>> BEGIN DATA FOR PROCESSING
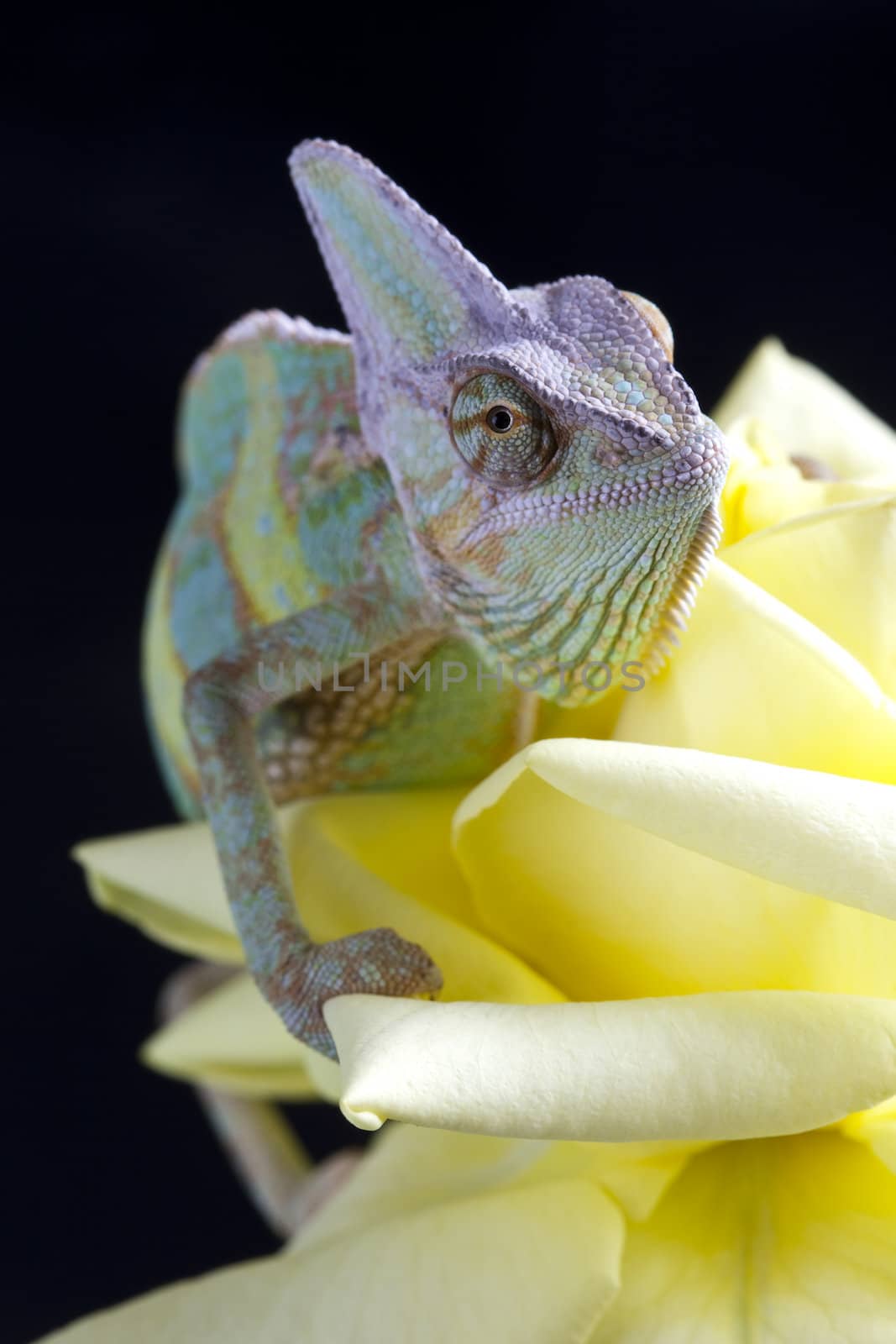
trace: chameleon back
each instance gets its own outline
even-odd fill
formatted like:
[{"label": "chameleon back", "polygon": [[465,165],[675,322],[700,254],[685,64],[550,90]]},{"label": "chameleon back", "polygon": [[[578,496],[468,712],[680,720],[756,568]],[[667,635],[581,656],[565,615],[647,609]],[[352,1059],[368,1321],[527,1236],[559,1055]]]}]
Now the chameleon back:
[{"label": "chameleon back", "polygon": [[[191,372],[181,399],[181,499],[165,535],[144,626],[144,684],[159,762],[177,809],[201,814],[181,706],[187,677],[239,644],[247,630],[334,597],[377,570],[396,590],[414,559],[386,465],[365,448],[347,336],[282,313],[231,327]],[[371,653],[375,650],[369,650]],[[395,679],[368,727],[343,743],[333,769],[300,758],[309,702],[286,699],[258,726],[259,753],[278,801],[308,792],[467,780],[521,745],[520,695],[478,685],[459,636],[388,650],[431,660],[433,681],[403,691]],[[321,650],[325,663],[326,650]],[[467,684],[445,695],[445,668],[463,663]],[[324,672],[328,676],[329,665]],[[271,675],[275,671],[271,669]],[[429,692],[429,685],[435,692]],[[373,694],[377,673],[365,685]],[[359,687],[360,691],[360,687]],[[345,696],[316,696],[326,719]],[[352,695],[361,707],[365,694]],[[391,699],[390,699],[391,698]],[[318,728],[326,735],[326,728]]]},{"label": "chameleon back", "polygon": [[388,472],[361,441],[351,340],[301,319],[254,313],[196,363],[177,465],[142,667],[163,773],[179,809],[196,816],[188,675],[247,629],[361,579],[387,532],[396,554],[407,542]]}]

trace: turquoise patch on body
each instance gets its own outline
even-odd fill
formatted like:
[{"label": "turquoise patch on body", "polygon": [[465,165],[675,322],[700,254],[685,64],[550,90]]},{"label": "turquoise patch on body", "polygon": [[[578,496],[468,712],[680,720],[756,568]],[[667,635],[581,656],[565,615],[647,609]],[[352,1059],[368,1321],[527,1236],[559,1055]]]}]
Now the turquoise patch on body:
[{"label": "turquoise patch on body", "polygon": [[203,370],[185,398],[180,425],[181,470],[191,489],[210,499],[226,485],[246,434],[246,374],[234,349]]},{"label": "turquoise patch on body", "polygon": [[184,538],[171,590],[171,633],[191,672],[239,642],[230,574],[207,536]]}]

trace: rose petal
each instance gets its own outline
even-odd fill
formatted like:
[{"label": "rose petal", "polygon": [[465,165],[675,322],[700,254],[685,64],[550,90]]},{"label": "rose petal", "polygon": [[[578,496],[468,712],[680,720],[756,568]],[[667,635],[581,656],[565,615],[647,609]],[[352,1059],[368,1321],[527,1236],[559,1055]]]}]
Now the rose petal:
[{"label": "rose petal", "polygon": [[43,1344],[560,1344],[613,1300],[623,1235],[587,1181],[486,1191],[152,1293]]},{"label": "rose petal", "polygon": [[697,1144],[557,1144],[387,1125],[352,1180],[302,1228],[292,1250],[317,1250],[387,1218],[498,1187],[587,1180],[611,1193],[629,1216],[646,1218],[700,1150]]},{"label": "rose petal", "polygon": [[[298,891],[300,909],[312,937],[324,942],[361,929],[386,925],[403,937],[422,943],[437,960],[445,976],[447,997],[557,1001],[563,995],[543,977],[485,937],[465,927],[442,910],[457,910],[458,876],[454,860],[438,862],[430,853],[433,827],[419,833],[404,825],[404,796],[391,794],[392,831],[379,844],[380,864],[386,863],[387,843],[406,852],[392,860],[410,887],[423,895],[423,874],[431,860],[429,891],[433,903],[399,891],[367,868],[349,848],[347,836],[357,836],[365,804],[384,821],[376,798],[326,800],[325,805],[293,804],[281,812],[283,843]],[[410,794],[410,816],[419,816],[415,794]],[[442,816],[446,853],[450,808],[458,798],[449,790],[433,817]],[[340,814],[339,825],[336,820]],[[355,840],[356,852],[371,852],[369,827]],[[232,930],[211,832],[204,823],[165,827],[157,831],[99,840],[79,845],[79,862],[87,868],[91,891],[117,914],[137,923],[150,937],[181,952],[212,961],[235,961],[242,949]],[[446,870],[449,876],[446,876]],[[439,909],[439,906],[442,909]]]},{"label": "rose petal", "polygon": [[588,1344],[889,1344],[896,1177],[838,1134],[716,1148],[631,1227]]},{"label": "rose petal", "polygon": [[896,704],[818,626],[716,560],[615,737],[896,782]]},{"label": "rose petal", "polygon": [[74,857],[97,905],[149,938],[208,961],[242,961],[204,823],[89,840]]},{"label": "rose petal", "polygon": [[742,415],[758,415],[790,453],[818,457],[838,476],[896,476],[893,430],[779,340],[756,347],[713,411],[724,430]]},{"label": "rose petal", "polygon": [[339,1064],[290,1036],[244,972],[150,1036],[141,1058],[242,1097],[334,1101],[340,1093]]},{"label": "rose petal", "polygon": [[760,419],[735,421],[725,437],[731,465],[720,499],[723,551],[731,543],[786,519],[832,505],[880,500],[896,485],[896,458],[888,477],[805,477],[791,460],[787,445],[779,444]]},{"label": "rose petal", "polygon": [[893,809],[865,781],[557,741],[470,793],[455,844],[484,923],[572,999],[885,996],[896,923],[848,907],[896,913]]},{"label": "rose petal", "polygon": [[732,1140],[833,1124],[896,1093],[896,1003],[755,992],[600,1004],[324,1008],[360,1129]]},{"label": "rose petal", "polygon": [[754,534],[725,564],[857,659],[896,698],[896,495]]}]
>> END DATA FOR PROCESSING
▸ **DIRECTIONS FOR THIS TASK**
Extract every line of the rows above that contains the string "turquoise". The match is case-sensitive.

▸ **SOLUTION TO THIS TASK**
trace: turquoise patch on body
[{"label": "turquoise patch on body", "polygon": [[465,165],[675,322],[700,254],[685,64],[550,90]]},{"label": "turquoise patch on body", "polygon": [[[578,496],[468,712],[680,720],[756,568]],[[667,635],[581,656],[565,615],[647,609]],[[352,1059],[368,1321],[527,1236],[559,1055]]]}]
Now the turquoise patch on body:
[{"label": "turquoise patch on body", "polygon": [[203,370],[185,398],[180,425],[181,470],[191,489],[210,499],[226,485],[246,434],[246,374],[234,349]]},{"label": "turquoise patch on body", "polygon": [[184,538],[171,590],[171,633],[191,672],[239,642],[230,574],[207,536]]}]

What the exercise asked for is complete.